Reading passage >>
▬▬▬

Louis Fowler January 29th, 2014

Too bad time machines don’t exist. Imagine hanging out in diners, inventing rock ’n’ roll and making out with your own mother at the Enchantment Under the Sea dance. Wait... Yeah. The last two things will always be impossible. In the meantime, those classic ’50s diners still light up our main streets. Pile the family into the DeLorean.

Classic 50’s Drive-In

1521 W. Lindsey St., Norman 

321-2271

Looking like the type of Friday night hangout where greasers and bobbysoxers would mingle together over burgers and malts before a switchblade-laden rumble, Classic 50s Drive-In is a tried-and-true Norman institution. The classic long coney with cheese ($3.19) is a treat, as is their selection of potato boats, including the Fantasy Boat ($6.89) stuffed with barbecue brisket. What really sets Classic 50’s apart is the Sprittle ($3.19), a concoction that mixes Sprite with a bag of Skittles.


Ann’s Chicken Fry House

4106 NW 39th St. 

943-8915

Ann’s Chicken Fry House is a John Waters movie come to life, adorned with the kitschiest of mismatched ’50s memorabilia that begs for newbie Route 66 riders and veteran patrons to take selfies between bites of its one-pound chicken fried steak dinner ($13.65). Order it with the signature mashed potatoes, gravy and fried okra. It’s all in an atmosphere that lends itself unironically to pink flamingos and pink Cadillacs alike.


Yarber’s 50s Cafe

2801 S. May Ave. 

681-3148

Yarber’s is an anomaly, a diner situated among the taquerias and food trucks. However, Yarber’s captures an honest timeout-of-place feel that is reflected by the broad menu, most of which features items named after popular stars of the time. For example, why have a plain ol’ cheeseburger when you could have a Charlton Heston ($6.29) or a Louie Armstrong ($5.99)? The Duke ($5.99), covered in chili, onions, kosher pickles and secret sauce, ain’t too shabby either, pilgrim.

▬▬▬

Problem to work on >>
From the ’50s diners article, list every menu item that has a price, along with that price.

Recorded information >>
▬▬▬

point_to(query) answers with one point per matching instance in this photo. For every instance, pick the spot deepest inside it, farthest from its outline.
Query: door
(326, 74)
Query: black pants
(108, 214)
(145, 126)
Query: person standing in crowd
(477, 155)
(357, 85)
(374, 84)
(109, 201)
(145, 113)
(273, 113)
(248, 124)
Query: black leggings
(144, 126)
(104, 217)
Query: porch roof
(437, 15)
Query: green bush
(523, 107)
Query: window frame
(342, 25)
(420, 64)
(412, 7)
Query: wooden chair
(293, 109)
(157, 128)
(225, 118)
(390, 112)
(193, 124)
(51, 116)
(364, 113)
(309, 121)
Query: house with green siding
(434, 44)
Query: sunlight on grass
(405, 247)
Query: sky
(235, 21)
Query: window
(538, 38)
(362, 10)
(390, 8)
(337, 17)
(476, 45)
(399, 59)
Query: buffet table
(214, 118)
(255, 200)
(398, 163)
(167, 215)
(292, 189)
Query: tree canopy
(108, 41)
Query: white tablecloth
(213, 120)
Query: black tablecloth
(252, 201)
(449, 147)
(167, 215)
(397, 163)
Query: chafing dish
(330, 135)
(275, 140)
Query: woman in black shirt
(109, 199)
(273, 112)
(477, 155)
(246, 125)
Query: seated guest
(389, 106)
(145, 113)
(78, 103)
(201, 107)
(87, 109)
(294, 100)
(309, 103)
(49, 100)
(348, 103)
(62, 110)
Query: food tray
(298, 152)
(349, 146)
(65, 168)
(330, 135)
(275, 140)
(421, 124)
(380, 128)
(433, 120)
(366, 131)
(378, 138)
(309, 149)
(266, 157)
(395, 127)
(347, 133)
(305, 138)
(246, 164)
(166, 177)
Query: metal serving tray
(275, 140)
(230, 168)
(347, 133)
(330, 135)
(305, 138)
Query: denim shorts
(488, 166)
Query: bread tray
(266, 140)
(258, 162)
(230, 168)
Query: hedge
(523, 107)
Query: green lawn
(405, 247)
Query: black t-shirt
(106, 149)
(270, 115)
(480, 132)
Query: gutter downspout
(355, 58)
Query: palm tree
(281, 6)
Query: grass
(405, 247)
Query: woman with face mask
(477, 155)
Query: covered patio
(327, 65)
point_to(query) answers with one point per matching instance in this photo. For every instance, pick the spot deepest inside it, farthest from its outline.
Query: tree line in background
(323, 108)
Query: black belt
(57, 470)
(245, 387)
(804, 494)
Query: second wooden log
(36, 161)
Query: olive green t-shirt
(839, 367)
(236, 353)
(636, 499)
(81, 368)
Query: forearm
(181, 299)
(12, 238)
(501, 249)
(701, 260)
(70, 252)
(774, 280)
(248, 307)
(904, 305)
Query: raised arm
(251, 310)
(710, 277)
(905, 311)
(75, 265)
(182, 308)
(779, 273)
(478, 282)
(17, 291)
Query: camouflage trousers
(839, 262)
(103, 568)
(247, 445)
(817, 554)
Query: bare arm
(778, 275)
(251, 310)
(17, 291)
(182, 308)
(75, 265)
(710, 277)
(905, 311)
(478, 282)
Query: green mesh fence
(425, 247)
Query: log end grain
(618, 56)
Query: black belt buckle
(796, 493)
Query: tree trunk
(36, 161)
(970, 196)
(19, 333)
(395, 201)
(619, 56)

▬▬▬

Final result >>
- Classic long coney with cheese: $3.19
- Fantasy Boat: $6.89
- Sprittle: $3.19
- One-pound chicken fried steak dinner: $13.65
- Charlton Heston: $6.29
- Louie Armstrong: $5.99
- The Duke: $5.99